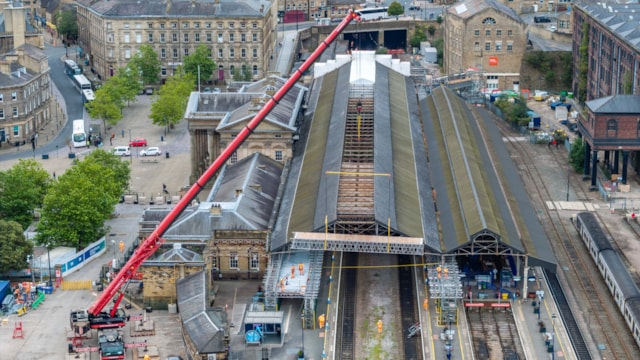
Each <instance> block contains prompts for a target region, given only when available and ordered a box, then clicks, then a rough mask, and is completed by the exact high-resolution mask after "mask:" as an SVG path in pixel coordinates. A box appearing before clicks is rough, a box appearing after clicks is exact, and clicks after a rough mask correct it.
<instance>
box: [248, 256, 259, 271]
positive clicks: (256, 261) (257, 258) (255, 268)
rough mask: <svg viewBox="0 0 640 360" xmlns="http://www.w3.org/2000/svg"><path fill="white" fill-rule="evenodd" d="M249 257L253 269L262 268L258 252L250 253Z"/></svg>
mask: <svg viewBox="0 0 640 360" xmlns="http://www.w3.org/2000/svg"><path fill="white" fill-rule="evenodd" d="M249 257H250V259H251V260H250V266H251V270H260V261H258V254H256V253H250V254H249Z"/></svg>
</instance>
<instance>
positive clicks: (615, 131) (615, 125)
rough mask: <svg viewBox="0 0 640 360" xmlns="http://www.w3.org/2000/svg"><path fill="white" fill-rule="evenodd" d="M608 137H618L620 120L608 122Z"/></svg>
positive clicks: (610, 120) (609, 121)
mask: <svg viewBox="0 0 640 360" xmlns="http://www.w3.org/2000/svg"><path fill="white" fill-rule="evenodd" d="M607 137H618V120H614V119H610V120H607Z"/></svg>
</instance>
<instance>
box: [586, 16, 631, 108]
mask: <svg viewBox="0 0 640 360" xmlns="http://www.w3.org/2000/svg"><path fill="white" fill-rule="evenodd" d="M639 15H640V14H639ZM586 105H587V107H588V108H589V110H591V111H592V112H593V113H596V114H640V95H611V96H605V97H603V98H599V99H595V100H590V101H587V103H586Z"/></svg>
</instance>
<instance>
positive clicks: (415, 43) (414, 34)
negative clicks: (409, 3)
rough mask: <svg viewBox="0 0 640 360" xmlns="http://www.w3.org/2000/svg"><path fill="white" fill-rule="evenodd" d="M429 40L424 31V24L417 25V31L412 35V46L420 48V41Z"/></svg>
mask: <svg viewBox="0 0 640 360" xmlns="http://www.w3.org/2000/svg"><path fill="white" fill-rule="evenodd" d="M426 40H427V34H425V32H424V28H423V27H422V26H416V31H415V32H414V33H413V36H411V39H410V40H409V43H410V44H411V47H414V48H420V43H421V42H423V41H426Z"/></svg>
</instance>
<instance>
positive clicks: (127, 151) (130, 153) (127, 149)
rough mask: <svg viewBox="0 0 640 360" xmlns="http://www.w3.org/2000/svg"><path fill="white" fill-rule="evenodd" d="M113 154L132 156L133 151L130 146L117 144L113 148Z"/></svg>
mask: <svg viewBox="0 0 640 360" xmlns="http://www.w3.org/2000/svg"><path fill="white" fill-rule="evenodd" d="M113 155H116V156H131V151H130V150H129V147H128V146H116V147H114V148H113Z"/></svg>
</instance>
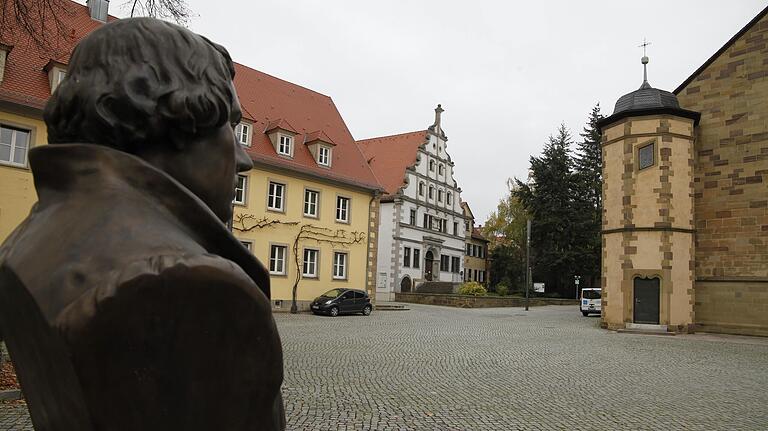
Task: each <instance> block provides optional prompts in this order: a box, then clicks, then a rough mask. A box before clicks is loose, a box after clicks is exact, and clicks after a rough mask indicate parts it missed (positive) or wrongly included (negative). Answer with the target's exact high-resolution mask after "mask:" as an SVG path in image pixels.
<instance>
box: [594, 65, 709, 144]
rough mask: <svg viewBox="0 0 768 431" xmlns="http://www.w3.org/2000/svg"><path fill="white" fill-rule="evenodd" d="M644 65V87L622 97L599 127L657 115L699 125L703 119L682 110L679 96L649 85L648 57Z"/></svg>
mask: <svg viewBox="0 0 768 431" xmlns="http://www.w3.org/2000/svg"><path fill="white" fill-rule="evenodd" d="M642 63H643V85H641V86H640V88H639V89H637V90H635V91H633V92H631V93H627V94H625V95H623V96H621V97H620V98H619V100H618V101H617V102H616V106H615V107H614V108H613V114H611V116H609V117H607V118H603V119H602V120H600V121H598V122H597V126H598V127H600V128H601V129H602V128H603V127H606V126H608V125H609V124H612V123H615V122H617V121H619V120H621V119H624V118H627V117H637V116H643V115H657V114H662V115H665V114H666V115H676V116H679V117H683V118H690V119H692V120H693V124H694V125H696V124H698V123H699V118H700V117H701V114H700V113H698V112H694V111H689V110H687V109H683V108H681V107H680V103H679V102H678V101H677V96H675V95H674V94H672V93H670V92H669V91H665V90H660V89H658V88H653V87H651V84H649V83H648V74H647V72H646V71H645V65H646V64H648V57H643V59H642Z"/></svg>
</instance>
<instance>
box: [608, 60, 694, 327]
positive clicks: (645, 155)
mask: <svg viewBox="0 0 768 431" xmlns="http://www.w3.org/2000/svg"><path fill="white" fill-rule="evenodd" d="M642 62H643V67H644V68H645V65H646V64H647V63H648V58H647V57H643V61H642ZM644 75H645V76H644V79H643V84H642V85H641V87H640V88H639V89H638V90H636V91H633V92H631V93H629V94H626V95H624V96H622V97H621V98H620V99H619V100H618V101H617V102H616V107H615V108H614V111H613V114H612V115H611V116H610V117H608V118H605V119H604V120H602V121H601V122H600V123H599V124H598V125H599V127H600V129H601V130H602V147H603V208H604V210H603V231H602V232H603V239H602V242H603V259H602V261H603V263H602V287H603V294H602V295H603V300H602V310H603V311H602V313H603V316H602V325H603V327H606V328H609V329H622V328H632V327H643V326H641V325H656V326H648V328H654V329H665V330H668V331H676V332H680V331H686V332H687V331H689V330H691V329H692V328H693V323H694V315H693V307H694V297H693V296H694V293H693V292H694V276H695V274H694V256H695V254H694V232H695V231H694V228H695V225H694V216H693V211H694V189H693V187H694V186H693V181H694V147H693V146H694V136H695V127H696V125H697V123H698V121H699V113H698V112H693V111H688V110H685V109H681V108H680V105H679V104H678V101H677V97H676V96H675V95H674V94H672V93H670V92H668V91H664V90H659V89H656V88H653V87H651V85H650V84H649V83H648V80H647V74H645V73H644Z"/></svg>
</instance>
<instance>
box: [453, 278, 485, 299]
mask: <svg viewBox="0 0 768 431" xmlns="http://www.w3.org/2000/svg"><path fill="white" fill-rule="evenodd" d="M487 293H488V291H487V290H485V288H484V287H483V286H482V285H481V284H480V283H478V282H476V281H470V282H467V283H464V284H462V285H461V287H460V288H459V295H473V296H485V295H486V294H487Z"/></svg>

···

HOW TO COMPLETE THIS TASK> Filter the entries and copy each line with "negative".

RESPONSE AREA>
negative clicks: (409, 3)
Task: each <instance> block provides optional prompts in this order: a box, then clicks, then a rough mask. A box before clicks is loose, a box after clicks is exact, and clicks after a rough mask indicate parts it missed (positive) or wrongly included (negative). Answer with the target's exact high-resolution mask after "mask:" as an SVG path in image pixels.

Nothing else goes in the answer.